**Stated task**
Pull out every line of the material below that contains the word "green", matching case exactly.

**Supplied material**
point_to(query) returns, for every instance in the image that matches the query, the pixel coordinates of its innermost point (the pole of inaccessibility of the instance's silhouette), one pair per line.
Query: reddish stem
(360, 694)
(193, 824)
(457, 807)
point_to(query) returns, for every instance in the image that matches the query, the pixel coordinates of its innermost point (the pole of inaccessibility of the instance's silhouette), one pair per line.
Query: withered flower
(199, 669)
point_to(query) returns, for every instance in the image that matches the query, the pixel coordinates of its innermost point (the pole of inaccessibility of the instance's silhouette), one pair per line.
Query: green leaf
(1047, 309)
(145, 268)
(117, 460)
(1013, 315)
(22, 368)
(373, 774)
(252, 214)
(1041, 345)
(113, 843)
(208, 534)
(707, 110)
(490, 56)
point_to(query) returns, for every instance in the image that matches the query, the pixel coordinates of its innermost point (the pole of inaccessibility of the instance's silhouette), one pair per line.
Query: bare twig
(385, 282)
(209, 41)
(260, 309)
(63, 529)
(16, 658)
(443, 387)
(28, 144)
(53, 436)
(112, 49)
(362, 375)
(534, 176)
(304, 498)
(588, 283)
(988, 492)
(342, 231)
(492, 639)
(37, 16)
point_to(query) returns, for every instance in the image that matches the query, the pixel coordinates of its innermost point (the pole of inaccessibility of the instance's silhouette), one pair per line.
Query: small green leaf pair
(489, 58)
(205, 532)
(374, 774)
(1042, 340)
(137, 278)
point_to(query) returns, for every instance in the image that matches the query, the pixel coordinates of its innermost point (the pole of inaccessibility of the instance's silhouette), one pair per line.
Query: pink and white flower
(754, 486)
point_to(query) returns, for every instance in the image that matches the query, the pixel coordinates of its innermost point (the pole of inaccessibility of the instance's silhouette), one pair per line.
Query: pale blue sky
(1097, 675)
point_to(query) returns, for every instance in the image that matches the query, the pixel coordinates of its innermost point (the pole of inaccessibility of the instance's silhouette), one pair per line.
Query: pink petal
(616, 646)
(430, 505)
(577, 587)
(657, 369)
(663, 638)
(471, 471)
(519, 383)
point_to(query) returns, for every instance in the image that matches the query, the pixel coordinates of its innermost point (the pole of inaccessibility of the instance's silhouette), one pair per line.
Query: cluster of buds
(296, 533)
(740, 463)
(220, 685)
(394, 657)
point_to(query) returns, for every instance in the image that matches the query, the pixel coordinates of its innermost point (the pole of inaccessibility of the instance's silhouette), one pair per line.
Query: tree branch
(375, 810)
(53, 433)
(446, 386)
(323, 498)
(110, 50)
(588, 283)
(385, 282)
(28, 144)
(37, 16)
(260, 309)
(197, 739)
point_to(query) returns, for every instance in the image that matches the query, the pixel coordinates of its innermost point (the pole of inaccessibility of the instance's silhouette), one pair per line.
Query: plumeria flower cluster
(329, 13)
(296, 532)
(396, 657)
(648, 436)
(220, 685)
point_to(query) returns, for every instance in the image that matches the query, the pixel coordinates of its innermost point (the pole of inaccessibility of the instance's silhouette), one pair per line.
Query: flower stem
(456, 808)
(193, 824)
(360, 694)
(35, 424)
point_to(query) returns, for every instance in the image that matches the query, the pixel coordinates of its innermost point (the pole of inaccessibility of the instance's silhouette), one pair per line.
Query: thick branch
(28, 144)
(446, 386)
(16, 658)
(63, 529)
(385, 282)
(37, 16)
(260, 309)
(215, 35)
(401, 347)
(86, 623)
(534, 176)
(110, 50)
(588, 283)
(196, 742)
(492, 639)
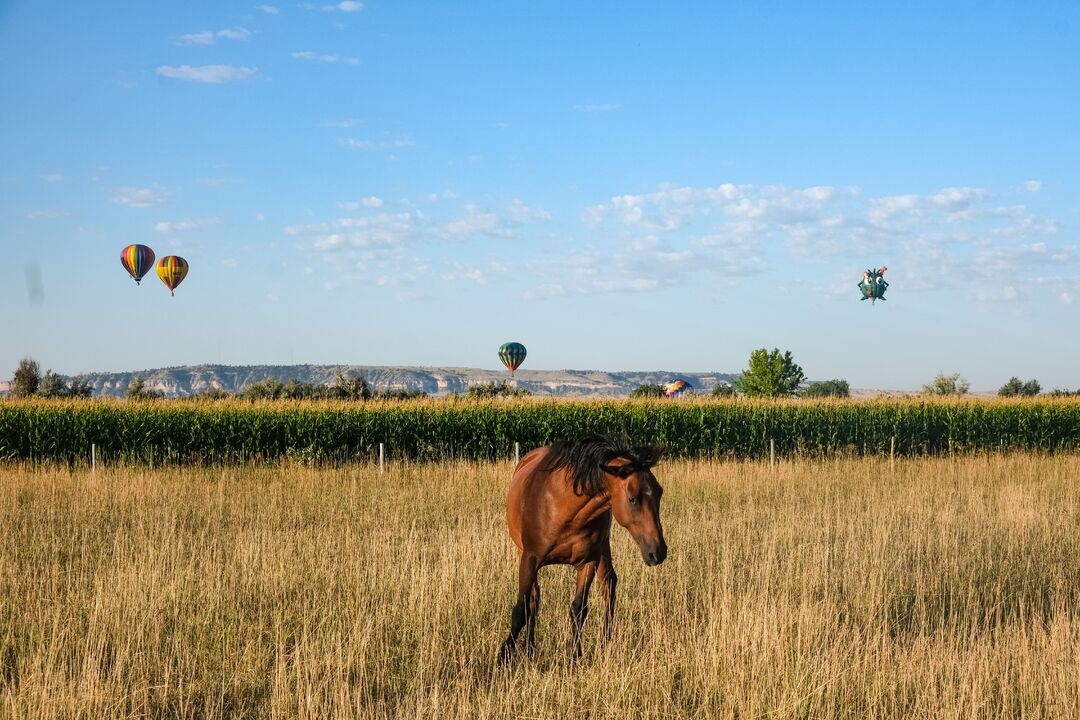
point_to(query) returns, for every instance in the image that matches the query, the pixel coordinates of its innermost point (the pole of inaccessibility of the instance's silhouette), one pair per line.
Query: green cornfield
(437, 430)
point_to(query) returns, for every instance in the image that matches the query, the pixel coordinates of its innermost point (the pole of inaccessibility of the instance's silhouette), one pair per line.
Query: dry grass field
(942, 588)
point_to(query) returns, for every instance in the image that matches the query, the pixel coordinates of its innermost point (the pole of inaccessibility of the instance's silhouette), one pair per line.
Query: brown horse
(558, 512)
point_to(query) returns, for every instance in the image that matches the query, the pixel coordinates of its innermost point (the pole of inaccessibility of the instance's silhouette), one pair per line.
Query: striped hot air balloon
(512, 355)
(137, 260)
(172, 269)
(676, 388)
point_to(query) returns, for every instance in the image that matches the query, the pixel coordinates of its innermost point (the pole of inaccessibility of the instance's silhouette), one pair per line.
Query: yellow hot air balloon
(172, 269)
(137, 260)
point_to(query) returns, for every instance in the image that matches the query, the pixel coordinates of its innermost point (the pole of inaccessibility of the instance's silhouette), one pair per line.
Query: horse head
(635, 500)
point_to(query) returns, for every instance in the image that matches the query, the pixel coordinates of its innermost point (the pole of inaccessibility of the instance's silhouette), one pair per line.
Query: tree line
(769, 374)
(777, 375)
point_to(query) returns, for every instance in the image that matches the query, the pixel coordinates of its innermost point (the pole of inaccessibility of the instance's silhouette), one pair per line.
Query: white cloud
(206, 37)
(1028, 226)
(475, 222)
(140, 197)
(520, 212)
(672, 207)
(370, 202)
(346, 7)
(475, 273)
(48, 214)
(598, 107)
(210, 73)
(386, 144)
(186, 225)
(345, 122)
(234, 34)
(309, 55)
(957, 199)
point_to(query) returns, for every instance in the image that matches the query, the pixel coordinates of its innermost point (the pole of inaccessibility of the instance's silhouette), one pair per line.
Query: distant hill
(192, 379)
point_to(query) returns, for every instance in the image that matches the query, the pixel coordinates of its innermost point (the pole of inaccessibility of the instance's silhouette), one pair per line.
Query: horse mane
(585, 458)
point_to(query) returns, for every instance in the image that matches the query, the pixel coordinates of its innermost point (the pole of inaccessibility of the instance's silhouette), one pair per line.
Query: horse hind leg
(520, 616)
(579, 608)
(531, 612)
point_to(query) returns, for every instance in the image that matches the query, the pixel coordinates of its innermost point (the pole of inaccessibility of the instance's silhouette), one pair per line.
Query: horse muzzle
(656, 554)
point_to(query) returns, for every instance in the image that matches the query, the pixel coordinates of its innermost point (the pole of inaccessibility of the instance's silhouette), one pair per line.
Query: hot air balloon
(676, 388)
(137, 260)
(172, 269)
(873, 285)
(512, 355)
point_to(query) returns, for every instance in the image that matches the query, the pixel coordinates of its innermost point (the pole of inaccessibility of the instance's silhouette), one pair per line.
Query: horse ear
(621, 472)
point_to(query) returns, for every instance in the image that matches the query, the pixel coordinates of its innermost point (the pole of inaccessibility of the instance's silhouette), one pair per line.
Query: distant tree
(52, 385)
(213, 394)
(1015, 388)
(946, 384)
(648, 391)
(138, 391)
(770, 375)
(1011, 389)
(265, 390)
(401, 394)
(724, 390)
(80, 386)
(827, 389)
(27, 378)
(345, 389)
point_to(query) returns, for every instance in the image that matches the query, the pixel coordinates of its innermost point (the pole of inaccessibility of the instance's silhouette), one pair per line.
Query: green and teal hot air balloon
(512, 355)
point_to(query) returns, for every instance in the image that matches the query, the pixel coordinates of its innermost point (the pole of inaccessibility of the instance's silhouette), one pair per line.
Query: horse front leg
(605, 573)
(579, 609)
(526, 580)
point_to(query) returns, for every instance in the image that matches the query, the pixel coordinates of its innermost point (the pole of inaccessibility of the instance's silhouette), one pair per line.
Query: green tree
(27, 378)
(1011, 389)
(496, 390)
(770, 375)
(80, 386)
(138, 391)
(345, 389)
(828, 389)
(724, 390)
(946, 384)
(265, 390)
(648, 391)
(52, 385)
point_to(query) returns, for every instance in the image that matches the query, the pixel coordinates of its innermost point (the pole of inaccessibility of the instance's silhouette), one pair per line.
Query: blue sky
(618, 186)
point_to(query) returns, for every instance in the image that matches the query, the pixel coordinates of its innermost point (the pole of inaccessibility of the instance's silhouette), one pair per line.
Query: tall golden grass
(942, 588)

**Written answer**
Query: green leaf
Query: small green leaf pair
Query: green cornfield
Query: green and teal hot air balloon
Query: green tree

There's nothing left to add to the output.